## Tujuan Latihan
Salin ulang setiap baris dari seluruh item di bawah ini tanpa mengubah satu karakter pun.

## Item untuk Diproses
☆ ☆ ☆ ☆ ☆ ☆ ☆
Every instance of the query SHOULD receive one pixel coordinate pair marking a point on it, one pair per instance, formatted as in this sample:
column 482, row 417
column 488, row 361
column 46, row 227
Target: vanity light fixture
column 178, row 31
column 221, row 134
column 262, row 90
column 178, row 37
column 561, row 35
☆ ☆ ☆ ☆ ☆ ☆ ☆
## Hasil Latihan
Every instance of the query SHOULD receive one pixel coordinate pair marking a point on it, one pair per instance, formatted as in this sample:
column 482, row 417
column 488, row 361
column 46, row 227
Target: vanity light fixture
column 178, row 31
column 221, row 134
column 262, row 90
column 178, row 37
column 561, row 35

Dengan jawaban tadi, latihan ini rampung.